SHORT TASK » Scale every polygon vertex coordinate in the lines below by 2.3, rounding each product to the nearest integer with halves going up. Write out all of the lines in full, leaving everything else unchanged.

INPUT ROWS »
┌──

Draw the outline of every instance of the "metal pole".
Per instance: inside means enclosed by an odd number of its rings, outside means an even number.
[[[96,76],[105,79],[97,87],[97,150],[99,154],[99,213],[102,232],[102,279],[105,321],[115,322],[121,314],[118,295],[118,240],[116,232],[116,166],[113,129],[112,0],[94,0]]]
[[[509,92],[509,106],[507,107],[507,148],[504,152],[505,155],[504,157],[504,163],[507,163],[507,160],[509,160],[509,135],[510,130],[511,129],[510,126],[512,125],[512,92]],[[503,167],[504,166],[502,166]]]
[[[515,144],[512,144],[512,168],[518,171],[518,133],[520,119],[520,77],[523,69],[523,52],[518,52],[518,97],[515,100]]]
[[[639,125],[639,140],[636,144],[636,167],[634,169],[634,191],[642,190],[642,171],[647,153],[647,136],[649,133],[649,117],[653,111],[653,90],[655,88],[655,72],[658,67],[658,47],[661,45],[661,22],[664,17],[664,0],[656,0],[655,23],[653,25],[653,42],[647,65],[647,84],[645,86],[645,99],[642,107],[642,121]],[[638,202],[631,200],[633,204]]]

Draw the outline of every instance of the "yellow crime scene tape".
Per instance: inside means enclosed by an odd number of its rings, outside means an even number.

└──

OUTPUT »
Draw the outline of every instance of the "metal pole".
Per instance: inside means enclosed by an odd number of its rings, outside means an even number.
[[[221,175],[242,182],[223,200],[223,345],[228,354],[228,490],[235,534],[235,642],[242,738],[265,741],[278,722],[271,679],[271,552],[267,534],[267,382],[260,297],[258,0],[216,0]]]
[[[1171,212],[1171,244],[1166,246],[1166,340],[1159,350],[1162,357],[1159,361],[1159,375],[1166,375],[1166,368],[1171,368],[1171,311],[1173,299],[1175,297],[1173,290],[1178,288],[1178,212]],[[1157,384],[1159,382],[1155,382]]]
[[[1185,331],[1178,331],[1178,386],[1191,393],[1191,306],[1196,274],[1196,177],[1203,159],[1203,120],[1191,120],[1191,223],[1185,230]]]
[[[1470,288],[1470,322],[1463,331],[1463,384],[1458,389],[1458,439],[1477,437],[1477,393],[1488,352],[1488,313],[1493,306],[1493,269],[1502,255],[1502,207],[1507,202],[1507,166],[1513,154],[1513,108],[1520,104],[1520,51],[1527,39],[1527,0],[1509,0],[1507,53],[1502,58],[1502,97],[1488,150],[1488,193],[1484,198],[1484,228],[1477,246],[1477,278]],[[1467,465],[1451,460],[1456,469]]]

Draw the outline of every instance of the "yellow crime scene tape".
Per instance: inside means enclosed by an odd number of its rings, outside means an even number.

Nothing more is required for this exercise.